TÂCHE COURTE: Indiquez le nombre de lignes des données ci-dessous qui contiennent la chaîne « window ». Répondez par ce seul nombre.

━━ DONNÉES DE L'EXERCICE ━━

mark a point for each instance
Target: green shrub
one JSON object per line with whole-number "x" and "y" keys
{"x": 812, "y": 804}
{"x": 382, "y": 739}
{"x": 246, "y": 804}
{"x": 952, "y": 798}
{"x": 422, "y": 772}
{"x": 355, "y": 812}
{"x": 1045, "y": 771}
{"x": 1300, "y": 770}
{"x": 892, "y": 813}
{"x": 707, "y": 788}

━━━
━━ DONNÉES DE L'EXERCICE ━━

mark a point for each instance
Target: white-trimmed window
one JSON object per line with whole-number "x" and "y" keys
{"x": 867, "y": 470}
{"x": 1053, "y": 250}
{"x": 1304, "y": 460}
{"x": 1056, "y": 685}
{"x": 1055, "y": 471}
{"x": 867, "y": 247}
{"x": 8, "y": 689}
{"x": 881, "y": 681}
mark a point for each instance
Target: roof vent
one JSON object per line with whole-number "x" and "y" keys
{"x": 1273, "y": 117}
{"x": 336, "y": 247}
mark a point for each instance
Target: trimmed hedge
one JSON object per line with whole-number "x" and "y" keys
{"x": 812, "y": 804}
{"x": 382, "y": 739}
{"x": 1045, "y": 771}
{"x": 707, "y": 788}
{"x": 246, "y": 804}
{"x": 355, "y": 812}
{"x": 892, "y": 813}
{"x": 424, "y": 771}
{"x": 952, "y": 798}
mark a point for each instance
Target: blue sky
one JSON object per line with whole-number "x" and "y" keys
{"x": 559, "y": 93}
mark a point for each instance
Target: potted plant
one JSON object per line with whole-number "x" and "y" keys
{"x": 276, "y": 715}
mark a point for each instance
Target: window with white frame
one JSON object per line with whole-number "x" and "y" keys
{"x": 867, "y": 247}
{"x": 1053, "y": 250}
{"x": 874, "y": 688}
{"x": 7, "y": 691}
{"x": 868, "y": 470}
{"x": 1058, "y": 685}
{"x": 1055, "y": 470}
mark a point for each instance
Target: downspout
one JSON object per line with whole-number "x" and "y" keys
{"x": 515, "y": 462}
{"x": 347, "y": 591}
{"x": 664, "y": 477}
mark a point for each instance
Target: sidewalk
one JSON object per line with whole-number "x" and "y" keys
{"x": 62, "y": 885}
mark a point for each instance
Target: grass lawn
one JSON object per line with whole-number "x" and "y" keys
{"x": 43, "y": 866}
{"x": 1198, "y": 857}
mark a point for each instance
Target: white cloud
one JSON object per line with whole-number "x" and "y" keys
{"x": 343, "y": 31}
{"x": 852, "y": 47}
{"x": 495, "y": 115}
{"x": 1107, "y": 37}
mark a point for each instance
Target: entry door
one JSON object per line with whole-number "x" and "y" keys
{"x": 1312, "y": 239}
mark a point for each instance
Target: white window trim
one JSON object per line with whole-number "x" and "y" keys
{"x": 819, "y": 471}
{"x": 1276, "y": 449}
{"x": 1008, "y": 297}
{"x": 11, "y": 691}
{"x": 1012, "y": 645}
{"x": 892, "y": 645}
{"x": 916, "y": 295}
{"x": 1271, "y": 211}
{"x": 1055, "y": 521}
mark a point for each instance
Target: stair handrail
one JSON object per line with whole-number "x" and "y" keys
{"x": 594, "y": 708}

━━━

CORRIGÉ: 3